▸ **Stated problem**
Edit the lines below by replacing each "Query" with "Target", and leave every other character unchanged.

-- start Provided records --

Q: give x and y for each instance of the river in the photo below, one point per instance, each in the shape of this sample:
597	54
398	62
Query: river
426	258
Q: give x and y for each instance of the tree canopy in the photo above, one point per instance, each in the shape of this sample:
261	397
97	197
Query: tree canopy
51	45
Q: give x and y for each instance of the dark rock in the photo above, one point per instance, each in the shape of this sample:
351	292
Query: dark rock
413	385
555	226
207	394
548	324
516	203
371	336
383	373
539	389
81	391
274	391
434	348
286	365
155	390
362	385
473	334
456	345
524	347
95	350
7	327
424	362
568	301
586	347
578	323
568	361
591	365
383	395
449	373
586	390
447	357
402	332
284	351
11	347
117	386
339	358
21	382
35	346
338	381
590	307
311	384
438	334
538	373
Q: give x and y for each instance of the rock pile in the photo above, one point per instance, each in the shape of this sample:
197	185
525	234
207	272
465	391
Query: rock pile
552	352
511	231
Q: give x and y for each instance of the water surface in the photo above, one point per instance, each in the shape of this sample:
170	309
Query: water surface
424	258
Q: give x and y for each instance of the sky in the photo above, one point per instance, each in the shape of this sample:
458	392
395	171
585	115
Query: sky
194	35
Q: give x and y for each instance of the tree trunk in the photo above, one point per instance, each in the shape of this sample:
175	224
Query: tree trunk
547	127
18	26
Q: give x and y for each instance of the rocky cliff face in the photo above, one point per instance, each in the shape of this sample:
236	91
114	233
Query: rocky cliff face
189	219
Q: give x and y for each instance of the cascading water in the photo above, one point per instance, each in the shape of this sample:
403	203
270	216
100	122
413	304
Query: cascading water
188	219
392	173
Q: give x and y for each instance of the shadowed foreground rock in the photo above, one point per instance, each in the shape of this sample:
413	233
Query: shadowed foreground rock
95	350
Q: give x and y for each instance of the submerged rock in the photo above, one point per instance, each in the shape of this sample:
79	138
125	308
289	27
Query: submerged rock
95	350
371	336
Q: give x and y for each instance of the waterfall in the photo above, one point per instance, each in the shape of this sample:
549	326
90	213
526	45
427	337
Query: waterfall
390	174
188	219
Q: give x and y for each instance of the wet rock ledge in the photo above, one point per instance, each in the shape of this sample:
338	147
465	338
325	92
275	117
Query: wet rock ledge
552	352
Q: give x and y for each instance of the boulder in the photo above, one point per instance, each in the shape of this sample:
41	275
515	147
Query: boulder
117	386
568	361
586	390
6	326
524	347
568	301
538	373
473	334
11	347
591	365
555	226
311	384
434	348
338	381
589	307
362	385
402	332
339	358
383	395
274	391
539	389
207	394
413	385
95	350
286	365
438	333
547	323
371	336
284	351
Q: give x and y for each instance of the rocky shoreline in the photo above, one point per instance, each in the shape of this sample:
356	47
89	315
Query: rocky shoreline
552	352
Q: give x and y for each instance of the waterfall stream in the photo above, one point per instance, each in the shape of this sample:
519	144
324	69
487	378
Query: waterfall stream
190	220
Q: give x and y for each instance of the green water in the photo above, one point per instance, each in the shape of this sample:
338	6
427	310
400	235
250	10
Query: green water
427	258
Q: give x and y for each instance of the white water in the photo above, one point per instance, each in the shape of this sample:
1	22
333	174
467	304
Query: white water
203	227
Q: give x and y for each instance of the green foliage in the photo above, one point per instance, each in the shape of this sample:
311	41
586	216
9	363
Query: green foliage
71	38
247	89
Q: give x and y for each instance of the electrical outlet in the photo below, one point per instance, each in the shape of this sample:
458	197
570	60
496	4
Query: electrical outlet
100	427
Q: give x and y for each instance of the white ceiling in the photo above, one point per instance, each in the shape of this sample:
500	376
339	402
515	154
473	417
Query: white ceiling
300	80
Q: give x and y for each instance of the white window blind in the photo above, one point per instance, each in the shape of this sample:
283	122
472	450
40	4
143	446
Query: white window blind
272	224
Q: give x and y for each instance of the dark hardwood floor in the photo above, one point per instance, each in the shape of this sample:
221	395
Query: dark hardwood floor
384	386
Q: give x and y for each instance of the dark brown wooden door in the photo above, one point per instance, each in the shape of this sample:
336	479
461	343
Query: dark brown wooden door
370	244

-- end Provided records --

▸ **Answer to this problem**
Q: give x and y for each instance of the river in the photo below, one point per instance, each in the shape of this sample:
597	54
398	62
Target: river
426	258
Q: give x and y for each instance of the tree canopy in the photo above, one point per instance, each in the shape of this sample:
261	397
97	197
Target: tree canopy
51	45
Q: give x and y for each instance of the dark rock in the photo above, one point per instance, each in the shape of this sample:
351	292
Target: dark rock
413	385
555	226
207	394
548	324
516	203
371	336
383	373
539	389
81	391
274	391
434	348
286	365
155	390
362	385
473	334
456	345
524	347
95	350
7	327
424	362
568	301
586	347
578	323
568	361
591	365
383	395
449	373
586	390
447	357
402	332
284	351
11	347
117	386
339	358
21	382
35	346
338	381
590	307
311	384
438	334
538	373
Q: give x and y for each instance of the rock pile in the photo above, one point per instance, each in the shape of this sample:
197	185
525	234
207	272
465	391
Target: rock pile
552	352
511	231
Q: give x and y for each instance of the water surface in the photo above, one point per instance, each in the shape of this sample:
170	309
Target: water surface
424	258
Q: give x and y for each instance of the sky in the photo above, one point per instance, each in the shape of this sample:
458	392
395	171
585	115
Target: sky
194	35
Q: give x and y for each instance of the tree trunk in the photo above, one point per instance, each in the shape of this sample:
175	224
Target: tree trunk
547	127
18	26
Q: give x and y for each instance of the rocky cliff face in the photo above, one point per instance, each in the shape of this sample:
236	91
114	233
Target: rocky cliff face
189	219
Q: give x and y for each instance of the cascading water in the photo above, one point per instance, each in the shape of this sample:
403	203
270	216
100	122
413	304
Target: cascading water
188	219
392	173
Q: give x and y for each instance of the shadowed foreground rock in the photo above, one point per instance, each in the shape of this sample:
413	233
Target: shadowed foreground rock
95	350
Q: give x and y for each instance of the submerged rock in the photo above, one point per instance, each in the shape of this sample:
79	138
125	308
289	27
Target: submerged rock
95	350
371	336
Q: give x and y for each instance of the waterfall in the photo above, one point per instance, each in the shape of this sample:
549	326
90	213
526	45
427	337
Target: waterfall
390	174
188	219
Q: give x and y for each instance of the wet rock ledge in the photo above, one point per instance, each in the shape of this sample:
338	147
465	338
325	92
275	117
Target: wet rock ledge
552	352
Q: give x and y for each instance of the boulder in the photo above, one point per instance, each in the shape of this sample:
41	275
515	147
Target: boulder
117	386
568	361
586	390
6	326
524	347
568	301
538	373
473	334
11	347
591	365
555	226
311	384
434	348
338	381
589	307
362	385
402	332
339	358
383	395
274	391
539	389
207	394
413	385
95	350
286	365
438	333
547	323
371	336
284	351
Q: give x and y for each instance of the rocky shoreline in the photo above, one point per instance, each in the shape of this sample:
356	47
89	315
Target: rocky shoreline
552	352
Q: give x and y for each instance of the waterfall stream in the photo above, one point per instance, each in the shape of this sample:
519	144
324	69
487	378
Target: waterfall stream
190	220
Q: give x and y for each instance of the green water in the photo above, one point per instance, each in the shape of this sample:
338	6
427	310
400	235
250	10
Target: green water
427	258
Q: give x and y for each instance of the white water in the photo above, one point per instance, each in the shape of this sample:
1	22
333	174
467	304
Target: white water
203	227
Q: give x and y for each instance of the green foliage in the photo above, one point per instance, each in the shape of this sample:
311	41
586	216
9	363
Target: green foliage
71	38
247	89
Q: give x and y for each instance of the electrical outlet in the photo below, one point per instance, each in the shape of this sample:
458	197
570	60
496	4
Target: electrical outlet
100	427
Q: give x and y for each instance of the white ceiling in the photo above, one point per instance, each in the shape of this sample:
500	376
339	402
515	154
473	417
Target: white ceiling
300	80
Q: give x and y for each instance of the white window blind in the photo above, one point per instance, each in the shape of this sample:
283	122
472	450
40	4
143	446
Target: white window blind
272	224
Q: give x and y for each instance of the dark hardwood floor in the photo above, one point per instance, each in the shape of this sample:
221	395
Target: dark hardwood floor
384	386
Q: give x and y for each instance of the dark brown wooden door in the photo above, one point per instance, each in the shape of this sample:
336	479
461	343
Target: dark brown wooden door
370	244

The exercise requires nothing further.